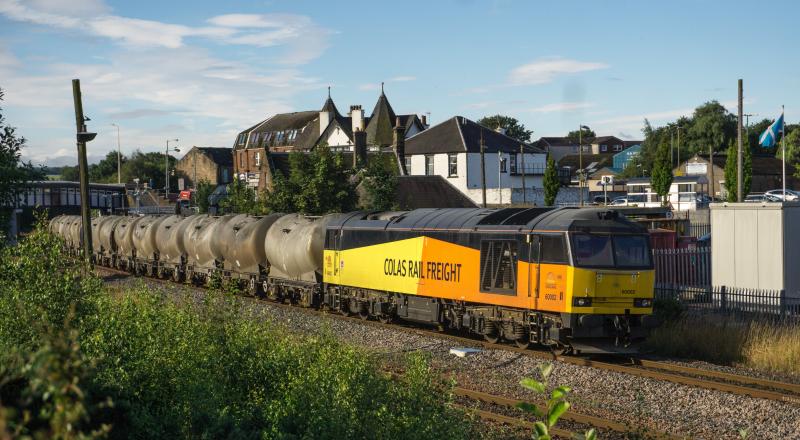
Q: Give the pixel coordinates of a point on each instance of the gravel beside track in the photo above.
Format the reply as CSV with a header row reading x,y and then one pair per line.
x,y
646,405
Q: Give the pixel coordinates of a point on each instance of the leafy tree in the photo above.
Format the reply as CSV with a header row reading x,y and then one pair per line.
x,y
731,171
551,182
318,183
280,198
149,166
556,406
662,172
13,172
584,135
241,199
204,190
380,182
712,127
512,126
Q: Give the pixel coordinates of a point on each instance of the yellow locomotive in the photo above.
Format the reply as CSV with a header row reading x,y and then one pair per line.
x,y
570,277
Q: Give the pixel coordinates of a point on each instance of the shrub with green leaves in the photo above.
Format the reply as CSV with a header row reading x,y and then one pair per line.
x,y
142,364
556,405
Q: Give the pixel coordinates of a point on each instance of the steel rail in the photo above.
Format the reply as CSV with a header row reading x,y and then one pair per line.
x,y
629,369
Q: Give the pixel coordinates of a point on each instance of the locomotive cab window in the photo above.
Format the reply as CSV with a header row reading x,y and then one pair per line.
x,y
499,266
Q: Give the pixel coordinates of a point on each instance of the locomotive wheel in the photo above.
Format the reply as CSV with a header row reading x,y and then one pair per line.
x,y
492,338
523,343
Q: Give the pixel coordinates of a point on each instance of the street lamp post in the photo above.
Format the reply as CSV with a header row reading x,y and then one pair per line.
x,y
119,157
580,160
166,167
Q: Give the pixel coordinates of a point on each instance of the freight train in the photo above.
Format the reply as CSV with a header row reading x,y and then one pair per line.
x,y
565,278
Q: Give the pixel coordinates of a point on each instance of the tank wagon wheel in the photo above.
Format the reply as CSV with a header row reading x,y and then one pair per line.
x,y
492,338
523,343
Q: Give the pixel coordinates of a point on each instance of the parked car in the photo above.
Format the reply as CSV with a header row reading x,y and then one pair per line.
x,y
761,198
703,200
789,197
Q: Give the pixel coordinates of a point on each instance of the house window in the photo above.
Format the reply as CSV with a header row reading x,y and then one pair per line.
x,y
429,165
452,165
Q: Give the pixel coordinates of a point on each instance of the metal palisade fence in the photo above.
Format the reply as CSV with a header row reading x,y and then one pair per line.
x,y
744,302
685,275
683,267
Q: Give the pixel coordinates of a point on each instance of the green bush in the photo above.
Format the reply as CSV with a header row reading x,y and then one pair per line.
x,y
143,364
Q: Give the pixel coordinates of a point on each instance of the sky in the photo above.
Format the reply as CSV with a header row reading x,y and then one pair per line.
x,y
201,71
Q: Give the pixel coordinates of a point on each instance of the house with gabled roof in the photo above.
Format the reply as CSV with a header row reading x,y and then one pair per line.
x,y
305,130
452,149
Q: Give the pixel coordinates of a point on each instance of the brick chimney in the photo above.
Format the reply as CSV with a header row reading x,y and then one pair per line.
x,y
359,148
400,146
357,116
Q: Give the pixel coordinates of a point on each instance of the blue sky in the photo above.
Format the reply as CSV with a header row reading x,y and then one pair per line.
x,y
203,70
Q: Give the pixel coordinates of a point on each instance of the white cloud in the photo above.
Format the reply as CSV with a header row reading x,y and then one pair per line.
x,y
304,39
545,70
562,107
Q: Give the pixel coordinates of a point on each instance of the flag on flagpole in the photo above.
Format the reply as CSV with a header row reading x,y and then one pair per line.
x,y
770,136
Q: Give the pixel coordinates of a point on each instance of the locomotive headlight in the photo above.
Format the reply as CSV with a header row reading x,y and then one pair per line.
x,y
582,302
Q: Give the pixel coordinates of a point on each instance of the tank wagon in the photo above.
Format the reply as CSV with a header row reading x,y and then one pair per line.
x,y
567,277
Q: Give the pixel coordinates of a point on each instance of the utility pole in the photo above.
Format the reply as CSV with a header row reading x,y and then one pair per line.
x,y
499,177
483,171
739,171
524,190
82,138
679,145
580,163
119,157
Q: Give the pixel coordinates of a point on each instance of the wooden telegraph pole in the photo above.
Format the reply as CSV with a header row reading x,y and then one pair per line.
x,y
739,172
82,138
483,171
522,156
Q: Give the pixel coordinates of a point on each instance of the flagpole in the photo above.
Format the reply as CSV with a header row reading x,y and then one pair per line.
x,y
783,146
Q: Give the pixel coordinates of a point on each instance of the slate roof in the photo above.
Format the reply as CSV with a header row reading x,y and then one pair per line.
x,y
219,155
379,129
298,129
330,107
609,140
459,134
414,192
573,161
763,165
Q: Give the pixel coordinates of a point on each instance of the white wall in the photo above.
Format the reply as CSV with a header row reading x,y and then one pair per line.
x,y
468,179
338,138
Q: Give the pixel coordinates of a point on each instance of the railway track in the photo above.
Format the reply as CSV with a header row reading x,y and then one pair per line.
x,y
695,377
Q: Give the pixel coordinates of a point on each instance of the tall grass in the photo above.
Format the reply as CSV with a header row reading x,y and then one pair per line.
x,y
762,345
138,364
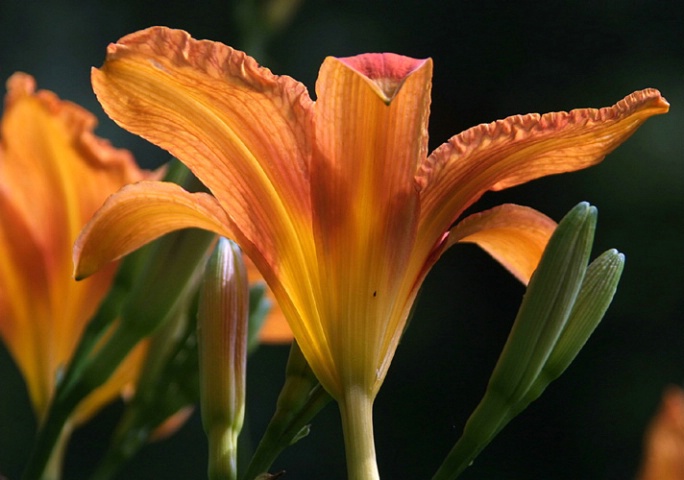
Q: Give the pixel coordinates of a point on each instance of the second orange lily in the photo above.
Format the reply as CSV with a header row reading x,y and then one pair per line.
x,y
336,201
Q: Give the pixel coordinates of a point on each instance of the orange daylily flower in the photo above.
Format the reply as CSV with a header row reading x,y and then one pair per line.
x,y
336,201
664,440
54,174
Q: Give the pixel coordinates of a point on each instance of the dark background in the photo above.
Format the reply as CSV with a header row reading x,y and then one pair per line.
x,y
492,59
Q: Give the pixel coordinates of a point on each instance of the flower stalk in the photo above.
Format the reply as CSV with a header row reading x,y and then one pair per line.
x,y
356,410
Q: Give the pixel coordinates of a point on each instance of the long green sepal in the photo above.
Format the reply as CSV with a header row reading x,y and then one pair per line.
x,y
543,315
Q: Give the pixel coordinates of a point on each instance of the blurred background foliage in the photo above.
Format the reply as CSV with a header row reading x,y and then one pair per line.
x,y
492,59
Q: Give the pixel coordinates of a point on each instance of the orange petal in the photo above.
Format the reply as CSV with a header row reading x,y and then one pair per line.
x,y
54,174
25,304
138,214
123,379
371,133
515,236
243,131
521,148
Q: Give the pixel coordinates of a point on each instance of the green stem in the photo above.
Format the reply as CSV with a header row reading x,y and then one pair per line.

....................

- _Aim_: Without including any pictures, output all the entries above exactly.

- _Response to this exercise_:
Q: Give the pixel coordinates of a point on each instance of the gravel beside track in the photo above.
Format the reply as CSV with a header row reading x,y and then one pair per line.
x,y
646,405
Q: Give the pixel coordinates of a point on each instance of the leafy tree in the photo above.
Format the reply as CSV with a header row reading x,y and then one pair per line.
x,y
731,171
551,182
318,183
280,198
149,166
556,406
662,172
13,172
584,135
241,199
204,190
380,182
712,127
512,126
Q: Give the pixel coordinates of a point on each instance of the yellow locomotive in the photo above.
Format the reply as CSV with a header row reading x,y and then one pair per line.
x,y
570,277
Q: Give the pixel coordinates of a point on each instance of the shrub with green leaves in the photo above.
Format the reply as CSV with a header row reading x,y and then one pair per line.
x,y
142,364
556,405
Q: Give the pixel coordinates of a point on each instance of the steel rail in the photo above.
Format the reply as CSV with a header row reading x,y and then one pair per line.
x,y
629,369
Q: Give the pixel coordinates of a point on each instance of the locomotive cab window in the photo above.
Format the reply as CSV with a header row reading x,y and then one pair per line.
x,y
499,266
Q: Give the pixel coordinates of a point on each instance of the locomotive wheel in the photo above.
Format the reply as CSV with a header row reading x,y and then one pair per line.
x,y
492,338
523,343
Q: Give the pixel coordinates of a point on each instance of the street lamp post in the photo above.
Format the reply as CSV with a header row reading x,y and then one pair per line.
x,y
119,157
580,160
166,167
Q: Give the pixel coordinates of a point on each instance of the freight train in the photo above.
Format the reply as CSV with a header row reading x,y and then one pair per line.
x,y
565,278
Q: Give the pixel coordinates of a point on each instance of the tank wagon wheel in the photo above.
Format the reply as CSV with a header row reading x,y and then one pair per line.
x,y
492,338
523,343
Q: Give the pixel coordinates of a point on each instance of the parked car in the photo above.
Format the reply as CSV with a header row reading x,y and then one pair per line.
x,y
761,198
703,200
789,197
Q: Give the pixel coordinates of a point on each instance of the house window in the photo above.
Format the reply as CSV with a header row reading x,y and then one pair per line.
x,y
429,165
452,165
Q: Give the pixel coordinates of a point on each instance of the metal palisade fence in the photo above.
Format the reply as CSV with a header row reading x,y and then one pair per line.
x,y
744,302
685,275
683,267
Q: Give the pixel coordinates of a point on each instance of the green bush in the photo above.
Format the reply as CSV with a header row reading x,y and then one pair per line.
x,y
143,364
Q: Give the pixel coordinates of a point on each instance of the sky in the photo above.
Format the reply as CSV with a header row reading x,y and then one pair per line.
x,y
201,71
Q: Give the pixel coordinates of a point on each instance of the house with gabled roof in the photo above.
Format the reply as CSV with a header row reading x,y and then one pair per line.
x,y
305,130
452,149
Q: Give the pixel coordinates of a point on each instance of the brick chimney in the photo above.
Format the reply as CSV with a header row reading x,y and then one pair per line.
x,y
359,148
400,146
357,116
Q: Give the pixel coordinates of a point on each instance of the blue sky in the photo above.
Format the reply as CSV with a header row reading x,y and then one pair per line.
x,y
203,70
Q: Give the pixel coordinates of a point on each instance of the white cloud in the photo above.
Format the reply as CSV with a header row reading x,y and then one pair per line.
x,y
304,39
545,70
562,107
Q: Give the pixel coordinates of a point on each instance of the flag on flagpole in the photo above.
Format the reply as CSV with a header row reading x,y and then one pair per line.
x,y
770,136
Q: Give the pixel coordinates of a point on each instance of the locomotive headlight in the photo above.
Format the reply as CSV with a header row reading x,y and then one pair per line.
x,y
582,302
Q: Give the pixel coordinates of a point on each instance of the tank wagon in the photo above.
Format the reply as CSV with a header row reading x,y and then one pair per line.
x,y
567,277
Q: Give the pixel coordinates of a point on each instance of the utility pole in the photo above.
Format the reply as CSV with a header row reading x,y and then one pair per line.
x,y
499,177
483,171
739,171
524,190
82,138
679,145
580,163
119,157
Q: Give the pixel coordinates of a point on each instance of the wooden telegraph pole in the photo above.
Format the reply as CSV with a header row reading x,y and then one pair per line.
x,y
739,172
82,138
483,171
522,156
Q: Give the pixel coordinates of a point on each instance of the flagpole in the photo above.
Format the reply as CSV with a header row reading x,y and then one pair per line.
x,y
783,146
Q: Give the pixel coordinates of a point on each instance of the slate roof in the photo above.
Format the reply as CSV with a header row reading x,y and then one pair per line.
x,y
219,155
379,129
298,129
330,107
609,140
459,134
414,192
573,161
763,165
Q: Give the pixel coordinates of a point on each instance of the white wall in the photo above.
Format the reply as CSV with a header row reading x,y and then one pair per line.
x,y
468,179
338,138
Q: Give the pixel coordinates of a point on each instance of the railway track in the photo above.
Format the reply as CSV with a header row reading x,y and then one pair per line.
x,y
695,377
Q: Give the pixel coordinates of a point on each instance of the tall grass in the photo above.
Format the reply as CSV with a header row reading x,y and then one pair per line.
x,y
762,345
138,364
Q: Give the pixel coordinates of a point on each instance of the second orange lily in the photo above.
Format the reply as CSV with a header row reading x,y and then one pair per line.
x,y
336,201
Q: Give the pixel coordinates of a point on each instance of the orange daylily flower in the photo above.
Format the reply as CSV with a header row reading x,y and then one pair per line.
x,y
336,201
664,440
54,174
Q: Give the pixel coordinates of a point on each instance of the dark background in the photo above.
Format the reply as CSV with a header row reading x,y and then one pair per line.
x,y
492,59
Q: Give the pixel coordinates of a point on each instance of the flower stalk in the photo above.
Format the reply as CSV with a header row reading x,y and then one pair per line.
x,y
356,410
Q: Give the pixel coordinates of a point on each instance of the long green sepal in the photo above.
Format the reply as CSV with a header row reading x,y and then one pair per line.
x,y
543,315
Q: Give the pixel coordinates of a point on each instance of the blurred background foliage in the photo above.
Format the reply as CSV with a header row reading x,y and then one pair per line.
x,y
492,59
Q: Give the pixel coordinates of a point on each instance of the orange petal in the photo above.
Format the reply as CSV with a header row reading x,y and then one pair per line.
x,y
54,174
25,304
138,214
123,379
371,133
515,236
243,131
521,148
Q: Give the pixel coordinates of a point on each instance of the green stem in the photo above.
Format the reply as CSV with a header row reading x,y and then one pair per line.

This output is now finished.